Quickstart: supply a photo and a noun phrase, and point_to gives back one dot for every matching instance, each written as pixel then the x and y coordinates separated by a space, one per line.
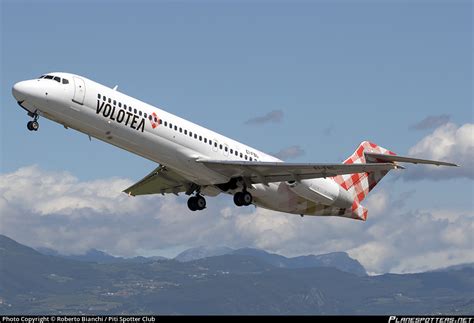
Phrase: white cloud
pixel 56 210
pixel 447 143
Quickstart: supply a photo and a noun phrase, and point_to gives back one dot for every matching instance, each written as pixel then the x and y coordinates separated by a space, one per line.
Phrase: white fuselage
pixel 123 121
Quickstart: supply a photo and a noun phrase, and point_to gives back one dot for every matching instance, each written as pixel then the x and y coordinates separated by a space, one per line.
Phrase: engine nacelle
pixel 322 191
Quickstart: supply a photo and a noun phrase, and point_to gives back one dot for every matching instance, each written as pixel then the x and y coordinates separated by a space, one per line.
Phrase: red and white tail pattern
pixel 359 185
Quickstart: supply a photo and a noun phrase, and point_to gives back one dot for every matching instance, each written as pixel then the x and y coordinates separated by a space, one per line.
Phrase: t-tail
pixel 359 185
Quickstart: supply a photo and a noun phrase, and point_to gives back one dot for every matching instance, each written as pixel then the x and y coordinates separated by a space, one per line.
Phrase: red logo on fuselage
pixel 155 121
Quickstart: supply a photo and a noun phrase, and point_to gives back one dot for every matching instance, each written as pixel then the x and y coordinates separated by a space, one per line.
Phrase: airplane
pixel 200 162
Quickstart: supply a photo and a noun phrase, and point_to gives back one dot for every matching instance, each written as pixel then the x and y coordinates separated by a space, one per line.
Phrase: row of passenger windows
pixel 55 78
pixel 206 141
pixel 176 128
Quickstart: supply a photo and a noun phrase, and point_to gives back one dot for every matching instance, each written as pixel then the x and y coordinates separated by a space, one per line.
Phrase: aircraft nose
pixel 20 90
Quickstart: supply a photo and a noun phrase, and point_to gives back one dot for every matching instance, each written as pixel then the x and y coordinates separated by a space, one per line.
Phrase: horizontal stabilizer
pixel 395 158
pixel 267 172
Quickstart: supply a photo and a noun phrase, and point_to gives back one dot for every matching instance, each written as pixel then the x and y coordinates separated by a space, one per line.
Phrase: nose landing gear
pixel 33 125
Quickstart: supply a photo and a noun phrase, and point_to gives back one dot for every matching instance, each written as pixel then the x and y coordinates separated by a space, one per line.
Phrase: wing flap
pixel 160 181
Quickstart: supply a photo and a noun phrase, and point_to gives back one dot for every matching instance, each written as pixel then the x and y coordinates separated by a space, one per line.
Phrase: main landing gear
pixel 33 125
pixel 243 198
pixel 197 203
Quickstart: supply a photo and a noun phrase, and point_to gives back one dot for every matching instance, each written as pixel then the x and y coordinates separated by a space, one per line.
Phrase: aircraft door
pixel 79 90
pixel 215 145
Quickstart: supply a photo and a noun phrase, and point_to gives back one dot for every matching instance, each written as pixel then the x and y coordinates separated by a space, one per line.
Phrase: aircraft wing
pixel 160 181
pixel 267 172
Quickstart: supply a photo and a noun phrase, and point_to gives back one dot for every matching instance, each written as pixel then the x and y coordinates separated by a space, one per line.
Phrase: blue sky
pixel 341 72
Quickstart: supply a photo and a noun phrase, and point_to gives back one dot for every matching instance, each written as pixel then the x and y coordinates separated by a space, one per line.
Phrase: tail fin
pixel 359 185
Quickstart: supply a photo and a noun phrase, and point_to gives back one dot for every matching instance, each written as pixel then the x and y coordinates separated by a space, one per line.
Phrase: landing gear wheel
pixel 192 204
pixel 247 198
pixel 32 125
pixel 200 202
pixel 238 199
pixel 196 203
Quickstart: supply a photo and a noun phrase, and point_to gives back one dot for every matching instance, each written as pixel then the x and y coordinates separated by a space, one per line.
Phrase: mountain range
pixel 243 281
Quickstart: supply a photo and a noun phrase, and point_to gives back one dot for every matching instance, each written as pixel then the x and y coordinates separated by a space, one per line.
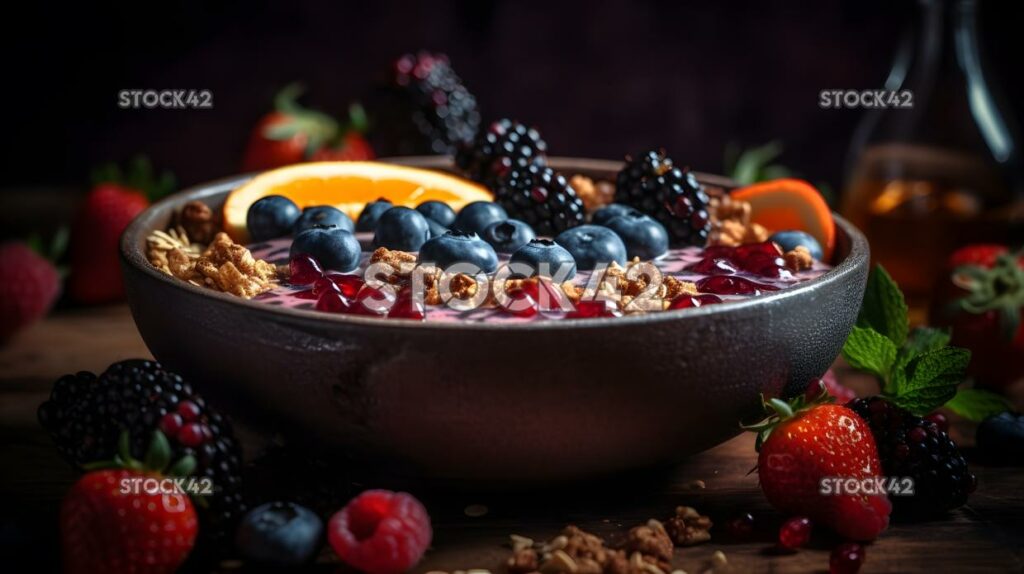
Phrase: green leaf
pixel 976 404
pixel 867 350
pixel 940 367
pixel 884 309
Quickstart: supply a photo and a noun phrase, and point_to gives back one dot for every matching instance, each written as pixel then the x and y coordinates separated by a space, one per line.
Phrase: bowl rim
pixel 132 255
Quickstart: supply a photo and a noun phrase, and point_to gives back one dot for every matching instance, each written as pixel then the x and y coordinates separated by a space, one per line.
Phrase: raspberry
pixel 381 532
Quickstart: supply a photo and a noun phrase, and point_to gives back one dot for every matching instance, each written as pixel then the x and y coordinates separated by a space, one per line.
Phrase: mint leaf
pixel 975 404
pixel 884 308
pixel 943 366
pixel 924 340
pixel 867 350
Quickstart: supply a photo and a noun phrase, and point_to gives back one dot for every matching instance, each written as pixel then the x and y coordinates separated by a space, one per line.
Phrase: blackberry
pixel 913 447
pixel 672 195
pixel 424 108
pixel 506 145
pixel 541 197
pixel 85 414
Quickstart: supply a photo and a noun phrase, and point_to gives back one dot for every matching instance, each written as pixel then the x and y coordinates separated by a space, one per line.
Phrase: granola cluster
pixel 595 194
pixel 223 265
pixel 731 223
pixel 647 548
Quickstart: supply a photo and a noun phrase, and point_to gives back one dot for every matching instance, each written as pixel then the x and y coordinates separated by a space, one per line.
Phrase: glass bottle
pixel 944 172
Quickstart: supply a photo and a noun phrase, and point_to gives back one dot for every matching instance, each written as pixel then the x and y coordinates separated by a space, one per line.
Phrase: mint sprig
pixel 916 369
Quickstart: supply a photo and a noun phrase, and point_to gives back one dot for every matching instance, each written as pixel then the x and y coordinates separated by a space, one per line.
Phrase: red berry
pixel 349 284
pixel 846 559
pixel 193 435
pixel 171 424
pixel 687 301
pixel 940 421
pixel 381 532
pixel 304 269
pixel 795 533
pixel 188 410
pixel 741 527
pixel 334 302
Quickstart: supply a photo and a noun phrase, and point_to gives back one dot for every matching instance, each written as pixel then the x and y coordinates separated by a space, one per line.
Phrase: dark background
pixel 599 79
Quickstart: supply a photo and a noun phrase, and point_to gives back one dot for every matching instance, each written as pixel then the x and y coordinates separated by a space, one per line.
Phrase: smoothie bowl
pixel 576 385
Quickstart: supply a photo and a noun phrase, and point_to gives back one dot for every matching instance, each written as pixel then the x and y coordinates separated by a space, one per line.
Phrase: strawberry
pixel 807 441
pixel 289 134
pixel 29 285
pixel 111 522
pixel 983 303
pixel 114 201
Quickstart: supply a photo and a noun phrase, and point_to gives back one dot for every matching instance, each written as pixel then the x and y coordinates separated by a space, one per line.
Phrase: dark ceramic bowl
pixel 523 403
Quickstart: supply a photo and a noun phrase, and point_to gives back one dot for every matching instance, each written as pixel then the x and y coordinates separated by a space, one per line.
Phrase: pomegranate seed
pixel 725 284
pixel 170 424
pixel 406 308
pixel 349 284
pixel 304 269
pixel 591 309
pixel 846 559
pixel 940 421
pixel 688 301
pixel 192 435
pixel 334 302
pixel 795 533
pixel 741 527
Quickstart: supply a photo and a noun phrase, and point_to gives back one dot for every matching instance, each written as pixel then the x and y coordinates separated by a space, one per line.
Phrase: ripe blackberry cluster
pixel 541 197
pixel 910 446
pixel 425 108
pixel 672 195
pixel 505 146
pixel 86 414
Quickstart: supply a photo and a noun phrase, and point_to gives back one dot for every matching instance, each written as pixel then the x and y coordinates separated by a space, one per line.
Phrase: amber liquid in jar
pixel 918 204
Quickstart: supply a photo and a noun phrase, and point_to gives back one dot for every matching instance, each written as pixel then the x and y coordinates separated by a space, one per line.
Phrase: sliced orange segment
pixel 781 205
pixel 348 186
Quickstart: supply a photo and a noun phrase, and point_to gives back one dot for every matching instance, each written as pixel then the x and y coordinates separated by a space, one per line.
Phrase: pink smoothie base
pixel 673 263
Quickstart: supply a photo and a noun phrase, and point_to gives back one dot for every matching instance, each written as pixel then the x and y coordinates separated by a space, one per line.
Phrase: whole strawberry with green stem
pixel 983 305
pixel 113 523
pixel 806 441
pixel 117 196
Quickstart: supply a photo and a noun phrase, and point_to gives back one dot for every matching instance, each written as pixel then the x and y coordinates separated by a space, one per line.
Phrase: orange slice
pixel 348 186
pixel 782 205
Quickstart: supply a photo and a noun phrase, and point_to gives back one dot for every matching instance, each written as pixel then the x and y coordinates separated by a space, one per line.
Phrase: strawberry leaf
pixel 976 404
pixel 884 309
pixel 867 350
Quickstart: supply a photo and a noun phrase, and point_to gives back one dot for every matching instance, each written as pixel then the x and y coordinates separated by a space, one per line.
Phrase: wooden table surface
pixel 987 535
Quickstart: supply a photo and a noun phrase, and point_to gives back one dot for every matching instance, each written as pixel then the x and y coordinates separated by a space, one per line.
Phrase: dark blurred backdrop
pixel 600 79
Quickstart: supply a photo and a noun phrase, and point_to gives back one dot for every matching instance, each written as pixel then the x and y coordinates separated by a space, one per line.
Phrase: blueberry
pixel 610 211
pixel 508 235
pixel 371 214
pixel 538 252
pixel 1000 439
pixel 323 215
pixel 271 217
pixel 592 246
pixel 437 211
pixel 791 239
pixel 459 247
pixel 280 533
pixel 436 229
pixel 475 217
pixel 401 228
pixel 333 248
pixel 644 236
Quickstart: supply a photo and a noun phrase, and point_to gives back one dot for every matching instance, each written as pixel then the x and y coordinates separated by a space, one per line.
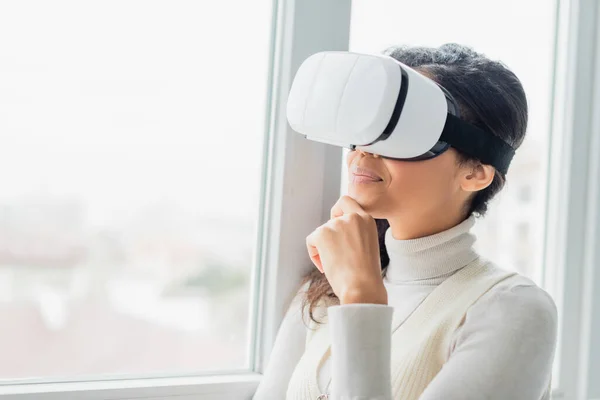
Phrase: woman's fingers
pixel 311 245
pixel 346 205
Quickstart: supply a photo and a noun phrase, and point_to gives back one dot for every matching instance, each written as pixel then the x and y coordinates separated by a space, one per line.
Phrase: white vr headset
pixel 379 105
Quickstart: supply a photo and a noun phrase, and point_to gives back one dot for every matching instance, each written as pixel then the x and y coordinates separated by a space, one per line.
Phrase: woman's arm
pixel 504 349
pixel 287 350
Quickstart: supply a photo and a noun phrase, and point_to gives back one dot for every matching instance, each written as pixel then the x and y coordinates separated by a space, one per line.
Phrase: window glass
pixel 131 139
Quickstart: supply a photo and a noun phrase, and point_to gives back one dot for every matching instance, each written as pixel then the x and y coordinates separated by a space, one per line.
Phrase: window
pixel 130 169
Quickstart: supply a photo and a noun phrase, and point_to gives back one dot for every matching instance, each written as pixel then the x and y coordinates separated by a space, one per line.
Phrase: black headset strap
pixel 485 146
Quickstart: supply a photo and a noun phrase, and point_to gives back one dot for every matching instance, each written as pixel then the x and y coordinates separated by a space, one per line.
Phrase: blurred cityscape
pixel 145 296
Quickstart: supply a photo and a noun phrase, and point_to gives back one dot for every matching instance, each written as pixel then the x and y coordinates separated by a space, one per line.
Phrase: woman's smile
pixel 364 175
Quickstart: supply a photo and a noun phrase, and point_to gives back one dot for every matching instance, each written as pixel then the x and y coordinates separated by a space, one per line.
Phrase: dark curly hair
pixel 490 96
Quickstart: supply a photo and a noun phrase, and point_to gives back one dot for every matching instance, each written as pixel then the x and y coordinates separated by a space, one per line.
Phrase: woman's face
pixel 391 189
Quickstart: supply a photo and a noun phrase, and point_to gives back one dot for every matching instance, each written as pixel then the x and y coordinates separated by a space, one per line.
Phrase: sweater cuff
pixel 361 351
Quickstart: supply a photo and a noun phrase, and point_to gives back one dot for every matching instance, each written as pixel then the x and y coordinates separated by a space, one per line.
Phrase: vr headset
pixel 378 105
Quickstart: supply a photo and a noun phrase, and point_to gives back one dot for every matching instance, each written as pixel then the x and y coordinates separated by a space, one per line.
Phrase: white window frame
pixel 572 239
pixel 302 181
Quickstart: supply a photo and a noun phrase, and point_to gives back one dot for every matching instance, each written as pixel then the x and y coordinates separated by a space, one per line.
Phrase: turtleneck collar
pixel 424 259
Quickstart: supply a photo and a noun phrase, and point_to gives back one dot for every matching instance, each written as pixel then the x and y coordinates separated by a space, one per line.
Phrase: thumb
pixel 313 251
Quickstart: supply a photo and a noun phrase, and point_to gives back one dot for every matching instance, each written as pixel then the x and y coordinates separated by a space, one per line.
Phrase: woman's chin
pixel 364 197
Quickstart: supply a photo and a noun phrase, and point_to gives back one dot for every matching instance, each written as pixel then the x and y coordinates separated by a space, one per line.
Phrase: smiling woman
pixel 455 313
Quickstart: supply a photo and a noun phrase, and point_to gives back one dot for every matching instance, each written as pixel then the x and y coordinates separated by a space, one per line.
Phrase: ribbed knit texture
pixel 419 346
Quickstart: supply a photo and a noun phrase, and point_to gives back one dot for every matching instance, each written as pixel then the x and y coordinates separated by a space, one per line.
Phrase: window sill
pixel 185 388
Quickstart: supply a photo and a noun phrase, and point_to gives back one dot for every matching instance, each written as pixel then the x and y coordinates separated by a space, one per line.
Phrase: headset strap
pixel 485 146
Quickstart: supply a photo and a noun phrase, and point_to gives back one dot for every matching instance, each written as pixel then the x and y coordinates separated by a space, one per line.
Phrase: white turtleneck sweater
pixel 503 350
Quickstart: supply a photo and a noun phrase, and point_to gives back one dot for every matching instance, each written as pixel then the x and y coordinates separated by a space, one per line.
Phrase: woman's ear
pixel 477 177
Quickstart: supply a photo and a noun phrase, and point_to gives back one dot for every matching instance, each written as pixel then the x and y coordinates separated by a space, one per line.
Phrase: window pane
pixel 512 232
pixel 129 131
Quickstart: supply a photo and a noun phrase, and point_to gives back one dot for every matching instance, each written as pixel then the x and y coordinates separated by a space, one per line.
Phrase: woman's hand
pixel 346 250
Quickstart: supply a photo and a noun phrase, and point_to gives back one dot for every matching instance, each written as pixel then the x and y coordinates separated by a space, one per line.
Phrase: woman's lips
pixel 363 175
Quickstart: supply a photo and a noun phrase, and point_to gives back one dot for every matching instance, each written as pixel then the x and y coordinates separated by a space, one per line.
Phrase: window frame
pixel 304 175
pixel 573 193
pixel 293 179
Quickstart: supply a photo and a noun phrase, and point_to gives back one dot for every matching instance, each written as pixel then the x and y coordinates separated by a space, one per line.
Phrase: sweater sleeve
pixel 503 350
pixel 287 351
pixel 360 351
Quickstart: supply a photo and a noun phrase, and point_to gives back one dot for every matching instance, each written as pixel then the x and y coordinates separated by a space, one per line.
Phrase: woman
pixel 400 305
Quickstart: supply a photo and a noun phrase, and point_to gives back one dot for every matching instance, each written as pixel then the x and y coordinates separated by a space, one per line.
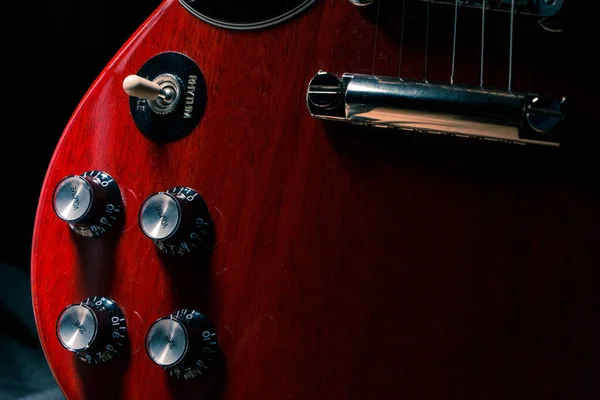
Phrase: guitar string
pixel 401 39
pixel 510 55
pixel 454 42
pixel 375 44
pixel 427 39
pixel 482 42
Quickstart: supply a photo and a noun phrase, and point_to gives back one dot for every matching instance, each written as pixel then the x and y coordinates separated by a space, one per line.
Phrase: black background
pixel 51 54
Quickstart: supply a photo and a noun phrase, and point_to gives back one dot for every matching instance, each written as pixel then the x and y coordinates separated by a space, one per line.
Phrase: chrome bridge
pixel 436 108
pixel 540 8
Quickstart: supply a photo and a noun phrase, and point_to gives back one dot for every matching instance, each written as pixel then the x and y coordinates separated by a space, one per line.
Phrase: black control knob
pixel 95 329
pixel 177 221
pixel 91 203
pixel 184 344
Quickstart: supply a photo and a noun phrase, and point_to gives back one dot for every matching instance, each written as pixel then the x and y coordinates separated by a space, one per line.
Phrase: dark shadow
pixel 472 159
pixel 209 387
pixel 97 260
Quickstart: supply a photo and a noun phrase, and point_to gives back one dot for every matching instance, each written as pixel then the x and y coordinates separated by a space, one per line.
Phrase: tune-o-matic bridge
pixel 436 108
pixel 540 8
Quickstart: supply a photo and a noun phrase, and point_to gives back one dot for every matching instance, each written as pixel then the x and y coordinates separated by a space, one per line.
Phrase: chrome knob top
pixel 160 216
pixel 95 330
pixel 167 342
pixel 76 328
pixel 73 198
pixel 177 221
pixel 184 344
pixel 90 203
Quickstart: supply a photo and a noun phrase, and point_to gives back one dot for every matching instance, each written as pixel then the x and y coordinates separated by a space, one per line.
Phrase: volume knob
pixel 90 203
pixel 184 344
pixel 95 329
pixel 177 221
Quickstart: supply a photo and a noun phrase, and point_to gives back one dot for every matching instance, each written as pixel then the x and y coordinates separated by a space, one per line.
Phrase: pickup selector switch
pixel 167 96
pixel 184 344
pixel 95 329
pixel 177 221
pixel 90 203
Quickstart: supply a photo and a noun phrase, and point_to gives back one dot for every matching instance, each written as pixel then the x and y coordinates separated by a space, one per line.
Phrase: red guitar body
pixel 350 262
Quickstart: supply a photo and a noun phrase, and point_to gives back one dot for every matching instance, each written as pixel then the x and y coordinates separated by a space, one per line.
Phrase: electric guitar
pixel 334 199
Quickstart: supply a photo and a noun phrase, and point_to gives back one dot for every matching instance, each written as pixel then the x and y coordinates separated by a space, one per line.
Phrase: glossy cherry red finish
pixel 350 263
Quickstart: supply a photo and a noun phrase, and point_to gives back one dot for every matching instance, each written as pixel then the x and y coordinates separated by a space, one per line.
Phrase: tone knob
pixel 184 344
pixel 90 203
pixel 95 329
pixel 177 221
※ ※ ※
## How to complete this task
After locating the line with "Phrase: red guitar body", please repeat it and every line after it exactly, through the end of the data above.

## Solution to this task
Phrase: red guitar body
pixel 350 262
Quickstart: supply a photo and a noun phrase, and point_to gives back one dot for every matching instance, each written as pixel then the x and y coordinates separated by a space, one per line.
Phrase: electric guitar
pixel 334 199
Quickstart: supply a photo and a noun phrase, and point_to gives back one dot for every matching instance, each written as pixel then the x and y coordinates separated by a space, one per line.
Phrase: glossy cherry red finish
pixel 350 263
Quickstart: supply a photo and a noun phrase, and point_to gives back one dot for every matching instance, each written as pixel then the x and y coordinates separated by a space, one per line.
Phrase: tone knob
pixel 184 344
pixel 90 203
pixel 95 329
pixel 177 221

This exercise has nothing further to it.